TASK LIST:
1. In the IDAX.SPARK_SUBMIT description, turn the paragraph beginning "The parameters can be passed" into a short list that keeps its main facts.
2. According to the IDAX.SPARK_SUBMIT description, what role must the privileges of the statement's authorization ID include?
3. In the IDAX.SPARK_SUBMIT description, update the passage starting with "The following libraries" and going on through "API endpoint /global.", putting "system administrator" in place of "administrator".

IDAX.SPARK_SUBMIT - Launch a Spark application

Use this stored procedure to launch a Spark application, and to specify whether it is to run synchronously or asynchronously.

Authorization

The privileges held by the authorization ID of the statement must include the IDAX_USER role.

Syntax

IDAX.SPARK_SUBMIT(out submission_id varchar(1024), in parameters varchar(32672), in configuration varchar(32672) default null)

Parameter descriptions

submission_id

The submission ID of the Spark application that was started in the cluster.

The submission ID is required to retrieve the status of a Spark application or to cancel a Spark application.

Data type: VARCHAR(1024)

parameters

Mandatory.

The parameters can be passed in the format of a JavaScript Object Notation (JSON) array, or in pipe format as a pipe-separated list of key=value pairs. If you use a JSON object, the keys that start with spark must be part of a child object that is called sparkProperties as shown in the Example section.

The following list shows the keys and values:

appResource=<JAR/py/R file name>

Optional.

The name of the JAR file, or py file, or R file that contains the Spark application code.

The name is relative to the $HOME/spark/apps directory of the user. You can upload the file to the server by using the IBM® Db2® Warehouse API endpoint /home.

For Scala or Java applications: If you want to omit the appResource value, the main class must be contained in another JAR file in the class path that is compiled by the Spark cluster manager, for example, in a JAR file that is specified through sparkJars.

This class path must contain all libraries that are required by the Spark application, and the main class must exist in one of the libraries in the class path.

The following libraries are included in the class path by the Spark cluster manager:

All libraries in the globallibs directory. The administrator can upload libraries to this directory by using the IBM Db2 Warehouse API endpoint /global.
All libraries in the spark/defaultlibs subdirectory of the home directory of the user.
All libraries that are specified by appResource and sparkJars that are located relatively to the $HOME/spark/apps directory.

mainClass=<full class name>

Mandatory.

The full name of the class that contains the main() function that invokes the spark application. The class must exist in the class path that is compiled by the Spark cluster manager.

appArgs=<list of arguments>

Optional.

A list of arguments for the Spark application as a JavaScript Object Notation (JSON) array or, if the pipe format is used, as a comma-separated list of values.

clientSparkVersion=<Spark version>

Optional.

The minimum version of Spark that the Spark application expects.

sparkAppName=<Spark application name>

Optional.

A name for the Spark application.

sparkJars=<list of JAR files>

Optional.

A comma-separated list of additional JAR files that are to be used by an application that is written in Java or Scala.

The names of the JAR files are relative paths, that is, the path is relative to the $HOME/spark/apps directory of the user. You can upload the file to the server by using the IBM Db2 Warehouse API endpoint /home.

sparkSubmitPyFiles=<list of Python files>

Optional.

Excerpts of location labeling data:
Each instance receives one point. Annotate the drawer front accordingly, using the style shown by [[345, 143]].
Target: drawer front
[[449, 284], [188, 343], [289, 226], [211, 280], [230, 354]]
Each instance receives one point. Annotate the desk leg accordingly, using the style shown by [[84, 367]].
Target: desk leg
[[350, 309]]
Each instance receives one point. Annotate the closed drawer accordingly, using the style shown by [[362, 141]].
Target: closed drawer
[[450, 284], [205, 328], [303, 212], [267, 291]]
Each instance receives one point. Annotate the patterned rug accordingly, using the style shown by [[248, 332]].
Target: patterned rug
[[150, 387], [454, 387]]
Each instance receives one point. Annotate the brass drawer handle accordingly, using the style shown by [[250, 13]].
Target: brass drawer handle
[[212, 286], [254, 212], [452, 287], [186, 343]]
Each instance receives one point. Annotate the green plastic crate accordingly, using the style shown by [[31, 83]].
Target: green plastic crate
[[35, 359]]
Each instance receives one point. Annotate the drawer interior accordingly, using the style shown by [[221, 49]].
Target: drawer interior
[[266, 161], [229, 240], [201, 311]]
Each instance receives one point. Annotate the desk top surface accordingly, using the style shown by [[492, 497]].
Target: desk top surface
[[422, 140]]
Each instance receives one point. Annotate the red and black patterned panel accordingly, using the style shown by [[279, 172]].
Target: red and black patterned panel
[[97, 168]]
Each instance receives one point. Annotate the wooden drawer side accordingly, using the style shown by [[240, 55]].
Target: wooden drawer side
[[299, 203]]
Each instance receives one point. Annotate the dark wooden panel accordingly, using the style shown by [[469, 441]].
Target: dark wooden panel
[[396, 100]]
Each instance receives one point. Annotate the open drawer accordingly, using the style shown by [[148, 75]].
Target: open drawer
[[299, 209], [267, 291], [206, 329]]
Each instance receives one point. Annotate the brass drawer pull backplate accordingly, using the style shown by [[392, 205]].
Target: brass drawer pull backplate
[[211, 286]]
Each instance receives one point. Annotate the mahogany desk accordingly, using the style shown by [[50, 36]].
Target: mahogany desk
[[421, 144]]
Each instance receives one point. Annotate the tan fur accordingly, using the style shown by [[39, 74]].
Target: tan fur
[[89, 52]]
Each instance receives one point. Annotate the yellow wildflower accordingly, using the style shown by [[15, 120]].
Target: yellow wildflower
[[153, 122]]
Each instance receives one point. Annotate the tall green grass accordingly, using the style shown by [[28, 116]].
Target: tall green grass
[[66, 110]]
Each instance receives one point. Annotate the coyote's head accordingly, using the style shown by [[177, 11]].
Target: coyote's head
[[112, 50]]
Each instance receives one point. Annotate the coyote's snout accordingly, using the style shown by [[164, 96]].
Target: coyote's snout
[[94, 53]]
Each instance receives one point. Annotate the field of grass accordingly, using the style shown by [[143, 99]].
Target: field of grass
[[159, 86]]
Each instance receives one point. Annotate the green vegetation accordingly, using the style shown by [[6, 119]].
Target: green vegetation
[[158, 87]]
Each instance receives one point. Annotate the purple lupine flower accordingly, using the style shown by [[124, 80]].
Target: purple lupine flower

SOLUTIONS TO EACH TASK:
1.
- Parameters can be passed as a JavaScript Object Notation (JSON) array or in pipe format, as a pipe-separated list of key=value pairs.
- With a JSON object, keys that start with spark must be placed in a child object called sparkProperties.

2. The IDAX_USER role.

3.
The following libraries are included in the class path by the Spark cluster manager:

All libraries in the globallibs directory. The system administrator can upload libraries to this directory by using the IBM Db2 Warehouse API endpoint /global.